§ **EXERCISE DETAILS**:
Copy the stretch of data from the line containing "Place a pin on every instance of the grass" through the end of the data, adjusting each answer coordinate by -69 and leaving every other number unchanged. Omit the pictures.

§ **SUPPLIED RECORDS**:
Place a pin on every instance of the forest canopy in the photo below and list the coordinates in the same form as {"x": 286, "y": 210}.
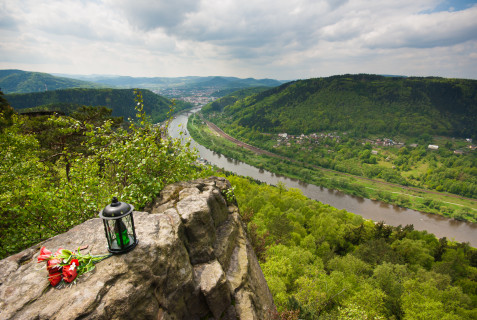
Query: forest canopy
{"x": 361, "y": 104}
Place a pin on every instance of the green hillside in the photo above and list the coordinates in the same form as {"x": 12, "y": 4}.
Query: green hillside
{"x": 121, "y": 101}
{"x": 362, "y": 104}
{"x": 17, "y": 81}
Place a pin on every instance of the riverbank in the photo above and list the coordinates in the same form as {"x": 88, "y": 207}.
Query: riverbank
{"x": 447, "y": 205}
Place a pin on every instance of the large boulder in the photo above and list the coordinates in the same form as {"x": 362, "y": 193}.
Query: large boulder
{"x": 193, "y": 261}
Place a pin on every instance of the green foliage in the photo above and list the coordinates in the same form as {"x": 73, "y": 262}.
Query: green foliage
{"x": 331, "y": 264}
{"x": 362, "y": 104}
{"x": 43, "y": 195}
{"x": 17, "y": 81}
{"x": 119, "y": 100}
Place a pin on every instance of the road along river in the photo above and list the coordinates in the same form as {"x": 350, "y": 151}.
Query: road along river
{"x": 375, "y": 210}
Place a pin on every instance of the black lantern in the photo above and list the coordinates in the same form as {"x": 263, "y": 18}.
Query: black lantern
{"x": 119, "y": 226}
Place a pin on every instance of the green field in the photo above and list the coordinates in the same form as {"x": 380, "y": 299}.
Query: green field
{"x": 444, "y": 204}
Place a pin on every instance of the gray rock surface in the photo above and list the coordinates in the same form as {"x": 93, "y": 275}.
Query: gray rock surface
{"x": 193, "y": 261}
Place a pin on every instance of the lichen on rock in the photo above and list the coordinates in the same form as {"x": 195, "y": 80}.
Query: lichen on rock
{"x": 193, "y": 261}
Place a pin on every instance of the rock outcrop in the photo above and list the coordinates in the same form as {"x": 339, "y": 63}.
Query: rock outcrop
{"x": 193, "y": 261}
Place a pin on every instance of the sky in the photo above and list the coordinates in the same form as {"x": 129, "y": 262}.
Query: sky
{"x": 279, "y": 39}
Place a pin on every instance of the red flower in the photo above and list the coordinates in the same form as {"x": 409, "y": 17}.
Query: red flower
{"x": 53, "y": 266}
{"x": 54, "y": 278}
{"x": 71, "y": 271}
{"x": 44, "y": 254}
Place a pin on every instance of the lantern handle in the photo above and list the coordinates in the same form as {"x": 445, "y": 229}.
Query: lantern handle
{"x": 115, "y": 202}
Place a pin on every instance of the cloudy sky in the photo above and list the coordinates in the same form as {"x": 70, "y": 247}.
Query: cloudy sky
{"x": 281, "y": 39}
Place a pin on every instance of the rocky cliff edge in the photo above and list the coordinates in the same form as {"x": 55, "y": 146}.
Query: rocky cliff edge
{"x": 193, "y": 261}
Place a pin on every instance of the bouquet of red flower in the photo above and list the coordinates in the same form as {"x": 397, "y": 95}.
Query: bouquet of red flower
{"x": 66, "y": 265}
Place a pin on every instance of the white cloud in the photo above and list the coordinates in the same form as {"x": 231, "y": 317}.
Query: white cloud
{"x": 281, "y": 38}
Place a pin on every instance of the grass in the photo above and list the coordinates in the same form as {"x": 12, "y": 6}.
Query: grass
{"x": 437, "y": 203}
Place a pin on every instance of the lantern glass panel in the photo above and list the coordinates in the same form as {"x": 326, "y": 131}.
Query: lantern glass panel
{"x": 120, "y": 233}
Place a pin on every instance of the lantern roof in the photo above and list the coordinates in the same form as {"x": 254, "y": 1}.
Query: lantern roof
{"x": 116, "y": 210}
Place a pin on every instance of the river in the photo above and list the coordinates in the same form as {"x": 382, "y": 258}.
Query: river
{"x": 369, "y": 209}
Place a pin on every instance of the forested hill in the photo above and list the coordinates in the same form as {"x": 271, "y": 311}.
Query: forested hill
{"x": 18, "y": 81}
{"x": 363, "y": 104}
{"x": 121, "y": 101}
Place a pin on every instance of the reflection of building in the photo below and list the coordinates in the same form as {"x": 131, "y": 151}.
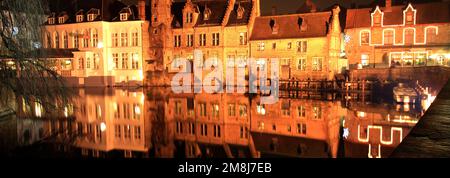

§ **TASK SOLUTION**:
Place a pin on every instance of the grass in the photo above and list the coordinates in the same form as {"x": 12, "y": 6}.
Query: grass
{"x": 368, "y": 134}
Place a pin on every instance of the lantern glass panel in the photo above and list the coordinates in the same form as {"x": 326, "y": 131}.
Query: lantern glass panel
{"x": 51, "y": 164}
Place a pin on every instance of the lantern roof in the photo above and list the coordinates in the same form as {"x": 254, "y": 1}.
Query: lantern roof
{"x": 47, "y": 141}
Place a pin on every instance of the river in the photo above and list the coordinates in the same form as {"x": 382, "y": 258}.
Query: river
{"x": 300, "y": 140}
Place a pin on every instance of the forested hill in the photo above and list the coordinates in the same form as {"x": 271, "y": 311}.
Query: forested hill
{"x": -51, "y": 12}
{"x": 294, "y": 35}
{"x": 52, "y": 32}
Place a pin on every instance of the reflection of building in the photo below and list the coordinates in the same form as {"x": 131, "y": 151}.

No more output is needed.